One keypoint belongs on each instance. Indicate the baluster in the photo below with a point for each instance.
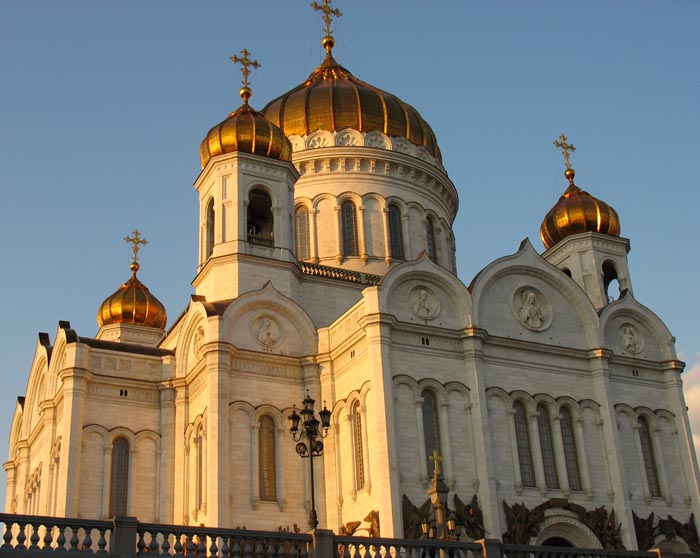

┄┄┄┄┄┄

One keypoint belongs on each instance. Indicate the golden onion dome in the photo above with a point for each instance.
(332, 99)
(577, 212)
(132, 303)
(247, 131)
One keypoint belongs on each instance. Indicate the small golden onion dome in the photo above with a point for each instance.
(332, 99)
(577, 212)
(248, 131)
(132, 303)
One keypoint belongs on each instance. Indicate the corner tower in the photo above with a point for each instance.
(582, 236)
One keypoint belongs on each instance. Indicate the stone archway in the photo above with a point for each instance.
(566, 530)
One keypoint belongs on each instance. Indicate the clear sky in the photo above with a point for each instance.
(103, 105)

┄┄┄┄┄┄

Work instructions: Report each line above that contains the string "dome", copying every such line in full. Matching is case-sensitive.

Finished exercise:
One keypoint belongs on each instance. Indicate the golden onion dome in the photo above with a point for each instance.
One keypoint belongs on each instance. Indicate the small golden onion dome in the photo above with a point for each instance.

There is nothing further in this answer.